◆ **Stated goal**:
Return each line of the material below that contains the word "chairlift". Case counts.
[start of Supplied entries]
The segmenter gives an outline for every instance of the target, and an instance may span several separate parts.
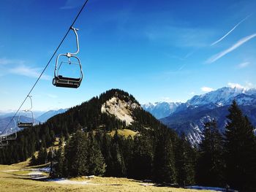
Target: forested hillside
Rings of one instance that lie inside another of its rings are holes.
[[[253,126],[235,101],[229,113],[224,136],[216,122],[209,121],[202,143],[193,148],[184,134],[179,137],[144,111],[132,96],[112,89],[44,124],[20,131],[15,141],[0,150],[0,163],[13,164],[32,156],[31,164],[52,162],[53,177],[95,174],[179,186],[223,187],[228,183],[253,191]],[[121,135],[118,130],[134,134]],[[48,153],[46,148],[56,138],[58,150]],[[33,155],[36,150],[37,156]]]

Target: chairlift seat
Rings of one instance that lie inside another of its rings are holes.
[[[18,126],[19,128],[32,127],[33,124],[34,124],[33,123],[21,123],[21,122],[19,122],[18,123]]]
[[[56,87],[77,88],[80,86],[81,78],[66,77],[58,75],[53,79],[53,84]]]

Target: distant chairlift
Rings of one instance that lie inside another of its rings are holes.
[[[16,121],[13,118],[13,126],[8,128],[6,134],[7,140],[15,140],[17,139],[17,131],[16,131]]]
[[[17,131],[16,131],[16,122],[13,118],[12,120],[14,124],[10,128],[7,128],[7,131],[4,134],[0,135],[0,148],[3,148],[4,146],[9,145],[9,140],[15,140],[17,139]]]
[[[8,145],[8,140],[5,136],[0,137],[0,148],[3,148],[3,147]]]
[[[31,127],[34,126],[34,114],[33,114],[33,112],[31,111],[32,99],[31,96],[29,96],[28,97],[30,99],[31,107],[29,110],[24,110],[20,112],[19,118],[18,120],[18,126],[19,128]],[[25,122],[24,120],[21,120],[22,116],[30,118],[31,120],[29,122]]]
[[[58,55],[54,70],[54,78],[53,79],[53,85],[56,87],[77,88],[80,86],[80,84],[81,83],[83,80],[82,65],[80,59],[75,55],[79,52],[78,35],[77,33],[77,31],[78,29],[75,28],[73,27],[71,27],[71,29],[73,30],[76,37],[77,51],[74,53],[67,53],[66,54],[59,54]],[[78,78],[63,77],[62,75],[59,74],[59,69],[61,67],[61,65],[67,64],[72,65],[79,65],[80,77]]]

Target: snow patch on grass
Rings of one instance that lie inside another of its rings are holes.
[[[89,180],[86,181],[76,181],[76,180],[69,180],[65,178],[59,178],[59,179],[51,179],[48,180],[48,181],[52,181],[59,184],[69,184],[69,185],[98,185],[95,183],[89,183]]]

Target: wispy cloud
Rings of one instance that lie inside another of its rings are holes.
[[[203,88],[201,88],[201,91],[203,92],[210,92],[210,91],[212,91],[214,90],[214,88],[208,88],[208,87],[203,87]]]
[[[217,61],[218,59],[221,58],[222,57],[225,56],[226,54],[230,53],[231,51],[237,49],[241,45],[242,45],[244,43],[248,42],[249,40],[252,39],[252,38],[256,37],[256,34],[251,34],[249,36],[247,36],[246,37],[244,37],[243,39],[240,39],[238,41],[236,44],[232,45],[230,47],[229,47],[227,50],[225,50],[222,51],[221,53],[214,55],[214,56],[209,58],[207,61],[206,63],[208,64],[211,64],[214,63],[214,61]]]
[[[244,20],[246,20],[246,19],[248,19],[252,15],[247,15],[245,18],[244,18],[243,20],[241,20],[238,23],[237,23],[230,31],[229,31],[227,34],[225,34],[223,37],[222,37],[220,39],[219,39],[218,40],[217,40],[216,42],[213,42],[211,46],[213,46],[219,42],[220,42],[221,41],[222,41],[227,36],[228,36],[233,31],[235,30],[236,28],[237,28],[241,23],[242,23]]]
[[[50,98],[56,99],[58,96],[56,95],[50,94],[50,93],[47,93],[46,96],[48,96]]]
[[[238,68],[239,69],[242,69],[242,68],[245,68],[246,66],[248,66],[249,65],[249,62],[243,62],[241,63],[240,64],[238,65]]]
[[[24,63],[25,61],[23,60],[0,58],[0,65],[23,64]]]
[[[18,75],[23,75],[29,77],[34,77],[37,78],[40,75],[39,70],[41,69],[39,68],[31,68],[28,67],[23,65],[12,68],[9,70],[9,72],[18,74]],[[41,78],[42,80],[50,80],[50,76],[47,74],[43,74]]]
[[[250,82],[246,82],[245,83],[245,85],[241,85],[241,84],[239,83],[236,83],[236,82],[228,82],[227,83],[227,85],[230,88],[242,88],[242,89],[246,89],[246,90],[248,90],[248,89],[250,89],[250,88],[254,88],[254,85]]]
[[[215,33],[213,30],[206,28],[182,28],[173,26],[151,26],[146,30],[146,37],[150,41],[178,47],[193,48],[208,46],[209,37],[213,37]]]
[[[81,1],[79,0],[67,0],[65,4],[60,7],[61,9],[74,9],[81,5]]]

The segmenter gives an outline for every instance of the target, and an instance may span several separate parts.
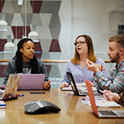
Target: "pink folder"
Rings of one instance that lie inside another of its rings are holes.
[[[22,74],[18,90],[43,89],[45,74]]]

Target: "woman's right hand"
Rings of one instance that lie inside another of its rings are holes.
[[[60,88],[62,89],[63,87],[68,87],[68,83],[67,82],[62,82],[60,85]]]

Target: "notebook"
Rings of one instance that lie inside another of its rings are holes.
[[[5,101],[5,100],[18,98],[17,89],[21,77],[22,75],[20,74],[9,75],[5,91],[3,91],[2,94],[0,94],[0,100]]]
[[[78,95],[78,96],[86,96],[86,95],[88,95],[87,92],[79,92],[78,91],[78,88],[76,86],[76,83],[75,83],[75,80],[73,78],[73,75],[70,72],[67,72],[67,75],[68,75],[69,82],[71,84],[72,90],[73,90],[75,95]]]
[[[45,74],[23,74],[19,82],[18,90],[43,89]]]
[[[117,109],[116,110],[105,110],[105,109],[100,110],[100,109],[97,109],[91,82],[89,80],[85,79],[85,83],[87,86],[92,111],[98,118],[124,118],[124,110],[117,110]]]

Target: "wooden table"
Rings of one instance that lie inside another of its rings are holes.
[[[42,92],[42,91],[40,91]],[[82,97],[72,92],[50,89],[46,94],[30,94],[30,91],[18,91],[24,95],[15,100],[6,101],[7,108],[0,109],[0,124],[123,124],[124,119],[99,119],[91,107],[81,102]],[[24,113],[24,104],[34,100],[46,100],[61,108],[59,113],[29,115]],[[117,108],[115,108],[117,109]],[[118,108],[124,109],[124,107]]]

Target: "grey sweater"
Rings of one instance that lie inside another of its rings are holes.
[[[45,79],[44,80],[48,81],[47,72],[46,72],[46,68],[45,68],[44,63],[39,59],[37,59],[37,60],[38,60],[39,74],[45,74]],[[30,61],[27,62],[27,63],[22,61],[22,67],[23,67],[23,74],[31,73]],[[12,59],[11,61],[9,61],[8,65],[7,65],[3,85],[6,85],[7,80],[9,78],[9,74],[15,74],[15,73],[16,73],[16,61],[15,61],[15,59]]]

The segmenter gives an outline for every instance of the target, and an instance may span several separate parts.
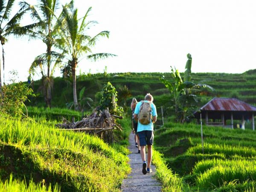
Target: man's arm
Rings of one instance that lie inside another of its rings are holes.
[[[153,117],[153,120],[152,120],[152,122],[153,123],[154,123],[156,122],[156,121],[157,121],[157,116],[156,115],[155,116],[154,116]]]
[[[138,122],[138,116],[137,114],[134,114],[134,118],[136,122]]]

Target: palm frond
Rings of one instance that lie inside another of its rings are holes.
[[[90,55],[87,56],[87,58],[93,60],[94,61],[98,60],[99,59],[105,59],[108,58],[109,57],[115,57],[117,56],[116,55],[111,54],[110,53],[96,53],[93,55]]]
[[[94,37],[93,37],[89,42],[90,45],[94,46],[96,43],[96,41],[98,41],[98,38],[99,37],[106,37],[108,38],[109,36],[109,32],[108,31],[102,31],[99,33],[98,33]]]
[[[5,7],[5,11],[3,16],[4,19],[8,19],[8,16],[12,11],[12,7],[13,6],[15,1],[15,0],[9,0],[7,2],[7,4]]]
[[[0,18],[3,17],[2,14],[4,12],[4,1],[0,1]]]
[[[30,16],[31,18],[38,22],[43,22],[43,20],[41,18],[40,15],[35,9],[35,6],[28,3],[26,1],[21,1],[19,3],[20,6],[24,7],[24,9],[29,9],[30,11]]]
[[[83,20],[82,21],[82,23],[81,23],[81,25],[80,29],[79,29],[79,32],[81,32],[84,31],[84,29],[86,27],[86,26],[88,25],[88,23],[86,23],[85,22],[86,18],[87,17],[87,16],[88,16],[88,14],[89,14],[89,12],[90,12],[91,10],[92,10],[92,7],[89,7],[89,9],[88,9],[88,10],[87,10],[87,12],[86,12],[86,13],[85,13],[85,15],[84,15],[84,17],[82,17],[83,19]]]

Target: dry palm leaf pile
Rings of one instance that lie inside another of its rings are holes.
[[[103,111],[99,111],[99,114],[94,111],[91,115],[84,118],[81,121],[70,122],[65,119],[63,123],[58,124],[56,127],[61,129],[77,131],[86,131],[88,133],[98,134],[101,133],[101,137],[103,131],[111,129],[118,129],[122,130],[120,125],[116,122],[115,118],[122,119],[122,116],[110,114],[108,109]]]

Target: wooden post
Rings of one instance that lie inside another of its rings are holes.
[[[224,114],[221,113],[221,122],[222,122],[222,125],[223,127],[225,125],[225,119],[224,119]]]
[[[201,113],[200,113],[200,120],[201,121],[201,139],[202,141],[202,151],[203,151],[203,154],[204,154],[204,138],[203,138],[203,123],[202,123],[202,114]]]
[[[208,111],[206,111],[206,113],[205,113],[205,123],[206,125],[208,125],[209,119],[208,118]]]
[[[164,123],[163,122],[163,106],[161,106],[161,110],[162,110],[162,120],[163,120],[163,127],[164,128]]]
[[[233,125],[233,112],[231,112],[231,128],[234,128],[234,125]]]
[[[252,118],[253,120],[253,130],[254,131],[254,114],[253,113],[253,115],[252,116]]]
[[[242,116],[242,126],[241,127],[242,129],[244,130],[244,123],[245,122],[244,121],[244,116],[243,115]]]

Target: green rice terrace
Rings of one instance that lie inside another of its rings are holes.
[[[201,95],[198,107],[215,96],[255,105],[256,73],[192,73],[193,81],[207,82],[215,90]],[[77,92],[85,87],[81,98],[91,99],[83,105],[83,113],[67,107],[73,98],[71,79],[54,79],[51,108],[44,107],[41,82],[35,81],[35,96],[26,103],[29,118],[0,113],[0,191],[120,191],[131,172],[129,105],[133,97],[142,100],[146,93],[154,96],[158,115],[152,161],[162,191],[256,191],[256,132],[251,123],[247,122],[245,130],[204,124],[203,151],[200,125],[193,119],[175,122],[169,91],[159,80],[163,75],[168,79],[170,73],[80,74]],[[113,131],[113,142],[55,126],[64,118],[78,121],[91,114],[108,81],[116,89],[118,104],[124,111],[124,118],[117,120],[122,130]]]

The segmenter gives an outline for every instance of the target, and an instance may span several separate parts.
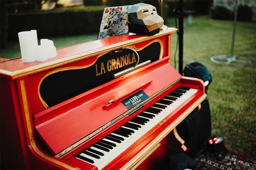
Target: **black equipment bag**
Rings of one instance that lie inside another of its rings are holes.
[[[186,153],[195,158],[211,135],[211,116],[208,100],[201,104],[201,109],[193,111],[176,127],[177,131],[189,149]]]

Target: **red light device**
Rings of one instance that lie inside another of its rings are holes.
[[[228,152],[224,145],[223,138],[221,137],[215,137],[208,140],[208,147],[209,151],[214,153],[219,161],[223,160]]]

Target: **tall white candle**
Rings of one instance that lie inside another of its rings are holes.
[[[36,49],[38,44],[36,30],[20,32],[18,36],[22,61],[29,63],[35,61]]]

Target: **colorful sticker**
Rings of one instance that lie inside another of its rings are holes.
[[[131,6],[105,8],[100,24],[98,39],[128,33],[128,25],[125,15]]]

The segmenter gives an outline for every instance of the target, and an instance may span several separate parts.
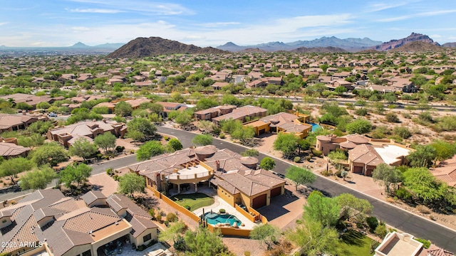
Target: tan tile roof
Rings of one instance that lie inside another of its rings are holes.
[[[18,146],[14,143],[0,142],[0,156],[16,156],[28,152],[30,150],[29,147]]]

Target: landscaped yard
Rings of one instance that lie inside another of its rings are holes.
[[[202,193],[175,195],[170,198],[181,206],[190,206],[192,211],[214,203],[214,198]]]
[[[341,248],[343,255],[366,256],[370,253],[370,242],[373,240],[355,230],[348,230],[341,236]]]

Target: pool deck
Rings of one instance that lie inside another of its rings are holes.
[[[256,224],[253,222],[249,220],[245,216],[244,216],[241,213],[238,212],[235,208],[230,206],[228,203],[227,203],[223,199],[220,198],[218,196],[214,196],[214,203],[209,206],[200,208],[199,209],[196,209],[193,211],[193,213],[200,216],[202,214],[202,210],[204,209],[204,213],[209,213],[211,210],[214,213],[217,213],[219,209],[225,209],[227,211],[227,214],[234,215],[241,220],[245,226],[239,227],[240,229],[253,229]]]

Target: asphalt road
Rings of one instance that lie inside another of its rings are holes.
[end of Supplied entries]
◆ **Correct answer**:
Target: chairlift seat
Target: distant chairlift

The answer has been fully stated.